→ Your objective: All records are to be printed exactly as they appear.

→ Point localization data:

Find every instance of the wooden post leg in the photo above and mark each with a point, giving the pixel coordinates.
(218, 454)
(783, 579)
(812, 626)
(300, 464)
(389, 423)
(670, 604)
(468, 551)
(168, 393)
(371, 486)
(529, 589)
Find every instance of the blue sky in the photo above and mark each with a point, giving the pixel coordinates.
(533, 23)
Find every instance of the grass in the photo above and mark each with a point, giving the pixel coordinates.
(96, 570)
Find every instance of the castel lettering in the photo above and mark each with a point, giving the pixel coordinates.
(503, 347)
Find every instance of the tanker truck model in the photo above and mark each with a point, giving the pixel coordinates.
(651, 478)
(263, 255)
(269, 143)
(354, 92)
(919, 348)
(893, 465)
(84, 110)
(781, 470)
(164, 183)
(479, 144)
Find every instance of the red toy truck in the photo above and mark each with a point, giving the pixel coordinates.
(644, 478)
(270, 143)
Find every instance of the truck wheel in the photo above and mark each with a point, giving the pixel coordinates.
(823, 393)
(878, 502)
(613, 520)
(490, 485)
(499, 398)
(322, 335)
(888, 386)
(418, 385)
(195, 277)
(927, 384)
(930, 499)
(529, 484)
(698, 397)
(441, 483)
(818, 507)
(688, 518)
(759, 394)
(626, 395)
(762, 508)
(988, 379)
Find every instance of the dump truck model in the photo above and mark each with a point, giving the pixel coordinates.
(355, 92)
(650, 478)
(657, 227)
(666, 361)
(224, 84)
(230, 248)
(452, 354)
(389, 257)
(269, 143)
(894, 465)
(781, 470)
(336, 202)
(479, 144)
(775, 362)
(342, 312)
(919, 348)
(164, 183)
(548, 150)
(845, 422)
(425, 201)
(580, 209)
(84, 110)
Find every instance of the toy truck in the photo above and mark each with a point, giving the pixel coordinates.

→ Exercise output:
Find every instance of the wooden post leg in the photo above and mark each with a point, giving the pixel coordinates.
(218, 454)
(783, 579)
(812, 626)
(300, 464)
(389, 423)
(670, 604)
(468, 551)
(168, 393)
(371, 486)
(529, 589)
Find every instance of the blue sky in the photo above and mark each with a point, giving the pixel coordinates.
(533, 23)
Find every instance of the grass in the photo above and mark each with a point, giving the pixel coordinates.
(96, 570)
Find every instance of the castel lettering in the photo above and mark each with a point, giving the pixel coordinates.
(503, 347)
Find every instance of the tanker truck model in the photo above and mark each with a point, giving the pixel coordinates.
(651, 478)
(263, 255)
(269, 143)
(354, 92)
(919, 348)
(893, 465)
(84, 110)
(781, 470)
(164, 183)
(479, 144)
Find every instance of the red toy truck in the photo above and mark each with a point, giving the pixel coordinates.
(644, 478)
(270, 143)
Find every instance of the truck wheel in the photo above and mark each with a point, giving the pixel coordinates.
(823, 393)
(878, 502)
(613, 520)
(490, 485)
(499, 398)
(322, 335)
(888, 386)
(418, 385)
(195, 277)
(927, 384)
(930, 499)
(529, 484)
(698, 397)
(441, 483)
(818, 507)
(688, 518)
(759, 394)
(626, 395)
(762, 508)
(988, 379)
Find every instance of the dump truck model in the photo above and mark each with a point, giving the pixel coordinates.
(355, 92)
(650, 478)
(657, 227)
(666, 361)
(224, 84)
(230, 248)
(452, 354)
(389, 257)
(269, 143)
(894, 465)
(781, 470)
(336, 202)
(479, 144)
(775, 362)
(342, 312)
(919, 348)
(164, 183)
(548, 150)
(845, 422)
(425, 201)
(580, 209)
(84, 110)
Find every instance of the toy truck in the photo above and mark each with a point, giving the pixel coordinates.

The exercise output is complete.